# EXCERPT:
= = = = = = =

The reason I need to preserve the decimal places is because the second and third columns refer to x and y coordinates..

So all in all the objective is to find the averages of the other two columns in each of the inner lists grouped by the first column in each of the inner list with as many decimal places as possible

Answer 1

Assuming you meant to use the following list:

In [4]: my_list = [['A', 6, 7], ['A', 4, 8], ['B', 9, 3], ['C', 1, 1], ['B', 10, 7]]

The simply use a defaultdict to group by the first element, then find the mean:

In [6]: from collections import defaultdict

In [7]: grouper = defaultdict(list)

In [8]: for k, *tail in my_list:
    ...:     grouper[k].append(tail)
    ...:

In [9]: grouper
Out[9]:
defaultdict(list,
            {'A': [[6, 7], [4, 8]], 'B': [[9, 3], [10, 7]], 'C': [[1, 1]]})

In [10]: import statistics

In [11]: {k: list(map(statistics.mean, zip(*v))) for k,v in grouper.items()}
Out[11]: {'A': [5, 7.5], 'B': [9.5, 5], 'C': [1, 1]}

Note, if you are on Python 2, no need to call list after map. Also, you should use iteritems instead of items.

= = = = = = =

# RAW DATA:

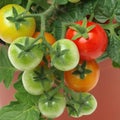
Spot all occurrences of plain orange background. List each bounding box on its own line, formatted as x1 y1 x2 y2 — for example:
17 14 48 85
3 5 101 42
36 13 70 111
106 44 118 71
0 60 120 120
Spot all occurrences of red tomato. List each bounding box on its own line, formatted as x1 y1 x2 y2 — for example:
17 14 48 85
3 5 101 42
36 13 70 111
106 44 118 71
64 60 100 92
66 21 108 60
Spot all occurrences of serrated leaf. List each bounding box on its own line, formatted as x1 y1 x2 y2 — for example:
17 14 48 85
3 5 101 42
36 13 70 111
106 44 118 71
0 103 39 120
0 46 16 88
107 34 120 65
14 78 39 105
55 0 68 5
94 0 117 23
0 0 22 8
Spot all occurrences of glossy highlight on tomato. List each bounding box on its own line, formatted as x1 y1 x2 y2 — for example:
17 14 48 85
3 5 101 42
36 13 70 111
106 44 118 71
64 60 100 92
65 20 108 60
33 32 56 45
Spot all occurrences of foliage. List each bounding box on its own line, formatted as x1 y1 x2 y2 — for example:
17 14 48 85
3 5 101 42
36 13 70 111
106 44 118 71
0 0 120 120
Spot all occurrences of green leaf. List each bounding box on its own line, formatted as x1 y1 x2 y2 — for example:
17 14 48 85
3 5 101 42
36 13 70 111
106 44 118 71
95 0 118 23
0 103 39 120
0 0 22 8
107 34 120 65
0 46 16 88
55 0 68 5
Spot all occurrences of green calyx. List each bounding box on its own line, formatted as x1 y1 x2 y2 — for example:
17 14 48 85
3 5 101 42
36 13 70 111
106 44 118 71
52 44 69 63
70 18 95 40
73 61 92 79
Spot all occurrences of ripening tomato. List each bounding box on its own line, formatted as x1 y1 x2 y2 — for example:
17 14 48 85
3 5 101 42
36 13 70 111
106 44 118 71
0 4 36 43
64 60 100 92
66 20 108 60
33 32 56 45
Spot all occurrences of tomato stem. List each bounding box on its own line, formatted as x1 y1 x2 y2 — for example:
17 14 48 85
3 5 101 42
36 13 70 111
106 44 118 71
26 0 33 11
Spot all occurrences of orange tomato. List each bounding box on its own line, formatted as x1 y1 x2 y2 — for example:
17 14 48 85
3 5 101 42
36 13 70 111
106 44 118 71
64 60 100 92
33 32 56 45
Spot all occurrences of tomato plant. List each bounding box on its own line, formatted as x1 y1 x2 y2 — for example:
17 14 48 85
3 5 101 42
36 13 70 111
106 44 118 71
8 37 43 71
66 21 108 60
69 0 80 3
0 0 120 120
64 60 100 92
22 65 54 95
39 93 66 118
33 32 56 45
68 92 97 118
51 39 80 71
0 4 36 43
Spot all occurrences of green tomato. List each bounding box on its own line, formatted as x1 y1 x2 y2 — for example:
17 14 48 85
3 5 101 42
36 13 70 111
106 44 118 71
68 0 80 3
38 93 66 118
67 92 97 118
51 39 80 71
22 65 54 95
8 37 43 71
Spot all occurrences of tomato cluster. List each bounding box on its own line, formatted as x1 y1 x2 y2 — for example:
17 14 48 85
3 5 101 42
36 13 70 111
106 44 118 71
0 0 108 118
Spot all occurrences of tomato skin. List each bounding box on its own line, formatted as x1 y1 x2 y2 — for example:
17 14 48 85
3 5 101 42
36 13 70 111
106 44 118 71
38 93 66 118
8 37 43 71
67 92 97 118
0 4 36 43
51 39 80 71
33 32 56 45
22 65 54 95
65 21 108 60
64 60 100 92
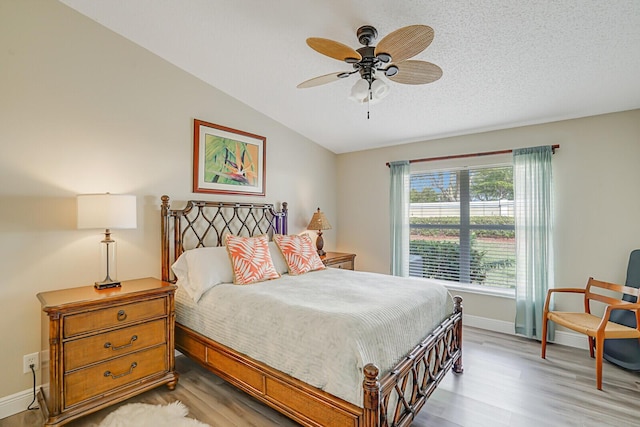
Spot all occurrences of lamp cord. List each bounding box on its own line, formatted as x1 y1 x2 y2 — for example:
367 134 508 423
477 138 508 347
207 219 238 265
27 364 40 411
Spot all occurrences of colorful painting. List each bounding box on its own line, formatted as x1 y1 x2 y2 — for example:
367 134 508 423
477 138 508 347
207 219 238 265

= = = = = = =

# SHORT EXERCISE 1:
Rewrite the entries, requests included, starting at the line that contains "Spot all occurrences of lamp" and continuing through the end of the entries, with every bounding-box coordinate in the answers multiplied by 1.2 and rounded to a whole number, halves rounded up. Leave the requests and their sample coordinates unchanged.
# SHORT EXERCISE 2:
Write a continuation of the forum excerpt on averaging grouped coordinate columns in Python, beginning right after its last sentence.
The text and the entries come from unrelated sources.

# TASK ANSWER 1:
Spot all occurrences of lamp cord. List each bounding box on its own line, formatted as x1 y1 x2 y2 — for example:
367 134 508 423
477 138 508 347
207 219 238 265
32 437 48 493
Spot all occurrences of colorful painting. List each bounding box on its own line, formatted as x1 y1 x2 y2 — for example:
367 134 508 423
477 138 508 347
207 219 238 265

# TASK ANSWER 2:
Also, you will have to do something like:

for sub in my_list:
    grouper[sub[0]].append(sub[1:])

Instead of the cleaner version on Python 3.

Finally, there is no statistics module in Python 2. So just do:

def mean(seq):
    return float(sum(seq))/len(seq)

and use that mean instead of statistics.mean

Answer 2

Similarly using itertools.groupby

import operator as op 
import itertools as it
import statistics as stats


iterables = [['A', 6, 7], ['A', 4, 8], ['B', 9, 3], ['C', 1, 1], ['B', 10, 7]]
groups = it.groupby(sorted(iterables), op.itemgetter(0))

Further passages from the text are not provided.